───── RECORDS FOR THE EXERCISE ─────

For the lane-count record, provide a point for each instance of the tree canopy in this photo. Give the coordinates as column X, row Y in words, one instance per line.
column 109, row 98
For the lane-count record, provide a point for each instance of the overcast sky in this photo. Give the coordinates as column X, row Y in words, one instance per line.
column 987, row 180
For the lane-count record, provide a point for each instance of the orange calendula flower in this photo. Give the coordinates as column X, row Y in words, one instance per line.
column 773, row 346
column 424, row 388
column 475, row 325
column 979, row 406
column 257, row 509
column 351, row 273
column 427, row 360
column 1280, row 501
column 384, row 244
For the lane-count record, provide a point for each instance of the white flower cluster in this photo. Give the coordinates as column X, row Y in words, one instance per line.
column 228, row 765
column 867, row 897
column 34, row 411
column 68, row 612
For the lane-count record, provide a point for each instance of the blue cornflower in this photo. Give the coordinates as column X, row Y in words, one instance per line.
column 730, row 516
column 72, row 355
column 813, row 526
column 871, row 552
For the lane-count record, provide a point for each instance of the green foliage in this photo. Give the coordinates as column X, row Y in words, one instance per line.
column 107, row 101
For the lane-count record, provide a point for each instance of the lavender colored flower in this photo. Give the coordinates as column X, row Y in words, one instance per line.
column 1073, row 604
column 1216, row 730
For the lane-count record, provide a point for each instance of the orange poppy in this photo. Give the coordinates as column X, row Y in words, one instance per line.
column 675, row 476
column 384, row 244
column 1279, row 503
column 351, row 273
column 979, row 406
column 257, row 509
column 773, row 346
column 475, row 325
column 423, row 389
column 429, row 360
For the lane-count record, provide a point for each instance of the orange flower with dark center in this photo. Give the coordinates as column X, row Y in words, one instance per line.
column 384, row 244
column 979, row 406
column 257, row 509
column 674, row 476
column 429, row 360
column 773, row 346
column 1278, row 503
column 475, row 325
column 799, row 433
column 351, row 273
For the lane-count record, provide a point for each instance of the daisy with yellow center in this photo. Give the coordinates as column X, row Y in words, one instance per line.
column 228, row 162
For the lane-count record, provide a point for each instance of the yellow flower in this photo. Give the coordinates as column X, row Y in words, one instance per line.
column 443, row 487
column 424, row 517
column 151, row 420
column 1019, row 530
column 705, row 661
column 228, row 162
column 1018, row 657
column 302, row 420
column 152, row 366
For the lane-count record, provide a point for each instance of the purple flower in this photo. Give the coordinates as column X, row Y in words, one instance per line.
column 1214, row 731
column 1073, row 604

─────

When you answer, repeat every record exactly, omitting nothing.

For the lane-count record, provide a point for each instance of the tree canopy in this photo. Give the coordinates as column X, row Y in words, one instance per line.
column 109, row 98
For the lane-count record, provide a point for each instance of the overcast sky in this photo. Give the coordinates as column X, row Y in words, one instance per line.
column 987, row 180
For the lane-count record, provide a point for each instance of the orange calendula flower in this photo. Give the coordinates as column X, row Y in words, one instance per line.
column 773, row 346
column 424, row 388
column 475, row 325
column 979, row 406
column 257, row 509
column 351, row 273
column 427, row 360
column 1280, row 501
column 384, row 244
For the lane-count record, provide a point for each instance of the white flower cluster in this photo. Give the coordinates as column X, row Y in words, one instance per line.
column 228, row 765
column 867, row 897
column 34, row 411
column 68, row 612
For the lane-count record, provide a point for each instance of the blue cornflower in this photo. Give the coordinates as column X, row Y in words, one instance per line.
column 730, row 516
column 72, row 355
column 813, row 526
column 871, row 552
For the lane-count record, provide a point for each instance of the green foliage in this photo. Give the coordinates as column X, row Y in words, one instance per line.
column 107, row 101
For the lane-count record, provide a point for each instance of the lavender colored flower in this photo. Give the coordinates as column X, row Y in words, one instance per line.
column 1073, row 604
column 1216, row 730
For the lane-count record, provide a point for each instance of the orange poppy in this photo. Give the coordinates as column X, row Y in words, one instance per line.
column 675, row 476
column 384, row 244
column 1279, row 503
column 351, row 273
column 979, row 406
column 257, row 509
column 773, row 346
column 475, row 325
column 423, row 389
column 429, row 360
For the lane-count record, provide a point for each instance of the orange flower with dark center in this photo. Give the coordinates as column X, row Y in words, one instance per line.
column 384, row 244
column 979, row 406
column 257, row 509
column 674, row 476
column 429, row 360
column 773, row 346
column 1278, row 503
column 475, row 325
column 799, row 433
column 351, row 273
For the lane-count record, provide a point for each instance of the daisy with yellow center in this photo. Give the coordinates as column X, row Y in words, one instance per line.
column 228, row 162
For the lane-count record, provide a point for each instance of the yellow flower in this photo. Give the coordinates as column X, row Y in words, one instance per line.
column 443, row 487
column 424, row 517
column 151, row 420
column 1019, row 530
column 705, row 661
column 228, row 162
column 1018, row 657
column 302, row 420
column 152, row 366
For the lane-count record, provide a point for each instance of the purple flower in this photo. Give the coordinates as column X, row Y in words, one instance per line.
column 1214, row 731
column 1073, row 604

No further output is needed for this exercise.